* **PASSAGE FOR REVIEW**
================

Topics in Systematics and Evolution: Bioinformatics for Evolutionary Biology

Daily Assignments

These are the questions selected for marking. Reminder, answers should be <= 1 paragraph in length. Answers should be sent to gregory.lawrence.owens@gmail.com

Questions 2-10 are due on Friday August 9th at 10 am.

  1. NO QUESTION

  2. What is one task you’d rather use an R script instead of a shell script? Why? What is one task you’d rather use a shell script, instead of an R script? Why?

  3. Try different filtering options for the GBS data (see http://prinseq.sourceforge.net/manual.html for options) and plot QC graphs. Discuss which options you would choose to implement if this was your data and why.

  4. What are two ways that could be used to evaluate which aligner is best?

  5. Quantify the assembly metrics for your first assembly that you ran without any options. Pick different sets of parameters to run. Compare the resulting assemblies and discuss which ones seemed to have improved the assembly and why that might be.

  6. What expression measure would you use to compare gene expression between different genes and why? Is it appropriate to compare the raw expression counts? Can you get more appropriate data from RSEM?

  7. You’re trying to create a very stringent set of SNPs for measuring population structure in a PCA. Based on the site information GATK produces, what filters would you use? Include the actual VCF abbreviations.

  8. For a site that is invariant in both populations (i.e. a locus with no variation), what is Fst?

  9. If you have a dataset of 100 samples and 100,000 SNPs, what is the maximum number of PC axes? PCs can also be called eigenvectors. HINT: Here’s an explanation of PCAs

  10. What does it mean when something has 50% bootstrap support? What are two possible reasons that a node may have low support? Include one biological and one methodological reason.

================

* **STORED DATA**
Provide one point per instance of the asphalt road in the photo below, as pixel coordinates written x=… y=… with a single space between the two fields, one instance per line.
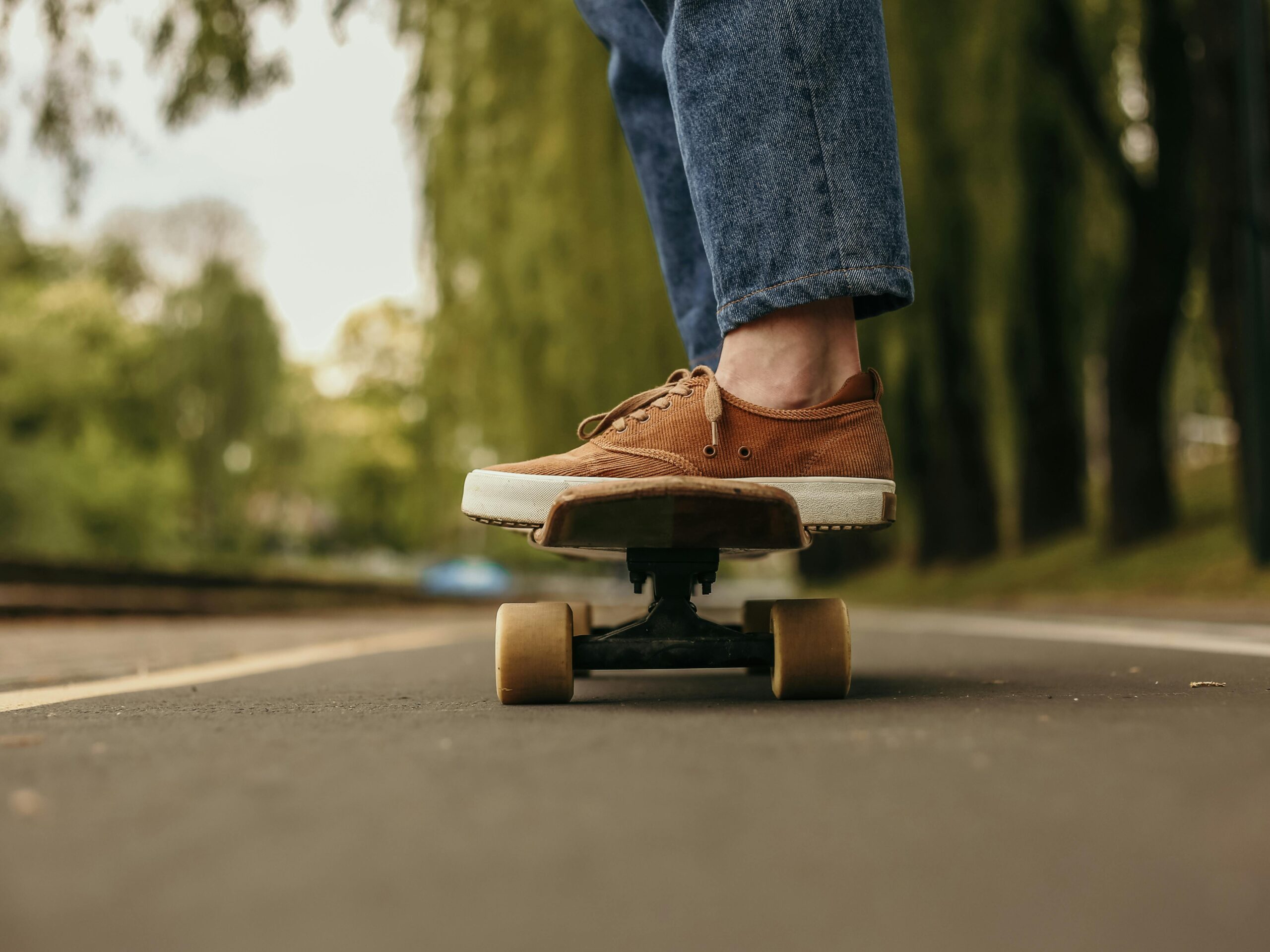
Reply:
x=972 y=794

================

* **ABOUT THIS TASK**
Turn the paragraph of the assignment page that begins "These are the questions selected for marking" into a short bulleted list that keeps its main facts.

* **SOLUTION TO THIS PROBLEM**
- The questions listed are the ones selected for marking.
- Each answer should be no longer than one paragraph.
- Answers go to gregory.lawrence.owens@gmail.com.